:: Metin bloğu ::
Birinci yılın şerefine
Çok güzel bir tevafuk olsa gerek. Bazı bayram ve tatillerde bültenimiz yayınlanmadı. Yani özel bir plan yapmadım. Yeni yıla yenibir.com sitemizde 52 makale yayınlamış ve bu makaleleri Hayat Yayınları ve yenibir.com işbirliğiyle ‘Düşünceye Yenibir Bakış’ adı altında yenibir kitap olarak çıkarmış ve üstelik yeni yılın ilk makalesini yani toplamda 53üncü ama 2004’ün birinci makalesini yazmış olmamdan dolayı o kadar mutluyum ki anlatamam. Ne demek anlatamam. Efendim biz yazar takımındayız. Öyle anlatamam filan olur mu hiç. Bal gibi anlatırız. Yeter ki siz isteyin. Üstelik anlatamadıklarımızı yazma özelliğimiz de var.
Reklama girmeyeceğim. Üstelik buna gerek de yok. Çünkü o kadar samimi, içten, güzel, keyif verici, yüreklendirici, katkı sağlayıcı mesajlarınızı alıyorum ki… İnsan ‘iyi ki varsınız’ demekten kendini alamıyor.
Ben bu yeni yılın ilk makalesinde, birkaç haftadır devam ettirdiğim geçmişin muhasebesi ve geleceğin planlanması adına, (şimdilik kaydı ile) son noktayı koymak istiyorum.

:: Alıştırma malzemesi ::
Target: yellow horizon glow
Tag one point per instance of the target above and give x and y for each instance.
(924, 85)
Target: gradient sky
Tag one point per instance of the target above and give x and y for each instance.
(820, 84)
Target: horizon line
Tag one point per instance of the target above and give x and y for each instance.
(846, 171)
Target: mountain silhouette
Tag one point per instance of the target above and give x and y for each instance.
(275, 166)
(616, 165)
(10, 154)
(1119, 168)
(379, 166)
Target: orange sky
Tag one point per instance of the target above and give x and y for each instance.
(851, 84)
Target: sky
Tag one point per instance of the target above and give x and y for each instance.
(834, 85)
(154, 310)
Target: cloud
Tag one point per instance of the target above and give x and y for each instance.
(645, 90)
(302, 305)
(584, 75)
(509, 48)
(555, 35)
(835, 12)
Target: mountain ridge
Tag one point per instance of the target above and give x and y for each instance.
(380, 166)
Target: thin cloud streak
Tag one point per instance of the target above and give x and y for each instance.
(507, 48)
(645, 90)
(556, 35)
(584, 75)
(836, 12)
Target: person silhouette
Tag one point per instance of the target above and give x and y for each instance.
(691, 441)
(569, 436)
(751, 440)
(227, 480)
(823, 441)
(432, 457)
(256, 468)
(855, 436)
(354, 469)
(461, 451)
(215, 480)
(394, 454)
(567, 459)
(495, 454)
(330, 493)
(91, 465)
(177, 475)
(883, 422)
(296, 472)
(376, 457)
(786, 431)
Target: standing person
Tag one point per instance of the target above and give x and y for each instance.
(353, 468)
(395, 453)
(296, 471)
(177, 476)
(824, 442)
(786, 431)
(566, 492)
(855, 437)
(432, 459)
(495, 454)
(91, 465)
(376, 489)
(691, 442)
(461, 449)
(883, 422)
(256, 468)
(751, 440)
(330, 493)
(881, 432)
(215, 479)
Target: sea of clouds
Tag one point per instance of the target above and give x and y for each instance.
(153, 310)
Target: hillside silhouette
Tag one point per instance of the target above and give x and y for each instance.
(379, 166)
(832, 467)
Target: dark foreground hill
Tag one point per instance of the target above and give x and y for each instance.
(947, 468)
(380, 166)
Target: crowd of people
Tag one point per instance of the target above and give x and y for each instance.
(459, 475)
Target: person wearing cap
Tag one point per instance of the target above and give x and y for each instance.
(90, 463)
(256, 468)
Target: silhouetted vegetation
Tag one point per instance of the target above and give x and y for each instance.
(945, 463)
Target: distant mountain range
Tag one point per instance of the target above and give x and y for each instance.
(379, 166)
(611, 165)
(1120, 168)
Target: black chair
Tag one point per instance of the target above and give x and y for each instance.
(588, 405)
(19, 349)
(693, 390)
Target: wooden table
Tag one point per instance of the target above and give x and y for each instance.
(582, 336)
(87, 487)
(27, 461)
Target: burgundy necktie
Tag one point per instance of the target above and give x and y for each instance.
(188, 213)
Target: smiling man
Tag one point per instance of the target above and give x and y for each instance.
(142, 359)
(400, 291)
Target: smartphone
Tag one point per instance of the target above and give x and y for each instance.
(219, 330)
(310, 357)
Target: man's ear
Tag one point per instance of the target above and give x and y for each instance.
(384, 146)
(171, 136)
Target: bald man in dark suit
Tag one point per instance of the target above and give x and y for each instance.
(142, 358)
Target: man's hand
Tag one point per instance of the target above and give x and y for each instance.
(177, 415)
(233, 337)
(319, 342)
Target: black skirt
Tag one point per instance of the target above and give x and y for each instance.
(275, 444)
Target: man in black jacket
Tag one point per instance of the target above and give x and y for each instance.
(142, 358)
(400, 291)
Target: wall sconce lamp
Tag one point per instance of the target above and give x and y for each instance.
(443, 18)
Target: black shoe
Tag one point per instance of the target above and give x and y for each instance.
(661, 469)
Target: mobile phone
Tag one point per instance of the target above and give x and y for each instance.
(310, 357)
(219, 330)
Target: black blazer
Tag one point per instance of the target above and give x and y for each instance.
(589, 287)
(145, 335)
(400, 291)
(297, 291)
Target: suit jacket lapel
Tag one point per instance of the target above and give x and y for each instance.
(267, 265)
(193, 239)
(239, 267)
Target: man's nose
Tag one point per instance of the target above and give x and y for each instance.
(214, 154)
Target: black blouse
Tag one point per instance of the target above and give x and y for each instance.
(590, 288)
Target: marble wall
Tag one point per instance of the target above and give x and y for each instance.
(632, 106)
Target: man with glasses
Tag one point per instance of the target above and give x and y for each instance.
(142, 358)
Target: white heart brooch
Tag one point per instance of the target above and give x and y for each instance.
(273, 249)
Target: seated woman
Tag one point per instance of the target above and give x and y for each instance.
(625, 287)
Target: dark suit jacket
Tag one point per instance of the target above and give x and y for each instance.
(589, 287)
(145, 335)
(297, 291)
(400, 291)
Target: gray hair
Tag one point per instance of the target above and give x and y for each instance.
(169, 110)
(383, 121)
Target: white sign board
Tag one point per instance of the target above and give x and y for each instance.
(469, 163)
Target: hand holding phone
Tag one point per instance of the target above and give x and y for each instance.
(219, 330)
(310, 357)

:: Şunları tamamlayın ::
a. "Birinci yılın şerefine" başlıklı metni hiçbir şeyini değiştirmeden baştan sona yazın.
b. Satırlarda "Target: white sign board" geçen satırdan başlayıp son satır dahil satırların sonuna kadar olan kısmı yeniden yazın. "phone" yerine "mobile phone" koyun, başka hiçbir şeyi değiştirmeyin.
Metin ile satırlar birbirinden bağımsız iki ayrı malzemedir.

:: Eksiksiz cevaplar ::
a.
Birinci yılın şerefine
Çok güzel bir tevafuk olsa gerek. Bazı bayram ve tatillerde bültenimiz yayınlanmadı. Yani özel bir plan yapmadım. Yeni yıla yenibir.com sitemizde 52 makale yayınlamış ve bu makaleleri Hayat Yayınları ve yenibir.com işbirliğiyle ‘Düşünceye Yenibir Bakış’ adı altında yenibir kitap olarak çıkarmış ve üstelik yeni yılın ilk makalesini yani toplamda 53üncü ama 2004’ün birinci makalesini yazmış olmamdan dolayı o kadar mutluyum ki anlatamam. Ne demek anlatamam. Efendim biz yazar takımındayız. Öyle anlatamam filan olur mu hiç. Bal gibi anlatırız. Yeter ki siz isteyin. Üstelik anlatamadıklarımızı yazma özelliğimiz de var.
Reklama girmeyeceğim. Üstelik buna gerek de yok. Çünkü o kadar samimi, içten, güzel, keyif verici, yüreklendirici, katkı sağlayıcı mesajlarınızı alıyorum ki… İnsan ‘iyi ki varsınız’ demekten kendini alamıyor.
Ben bu yeni yılın ilk makalesinde, birkaç haftadır devam ettirdiğim geçmişin muhasebesi ve geleceğin planlanması adına, (şimdilik kaydı ile) son noktayı koymak istiyorum.

b.
Target: white sign board
Tag one point per instance of the target above and give x and y for each instance.
(469, 163)
Target: hand holding mobile phone
Tag one point per instance of the target above and give x and y for each instance.
(219, 330)
(310, 357)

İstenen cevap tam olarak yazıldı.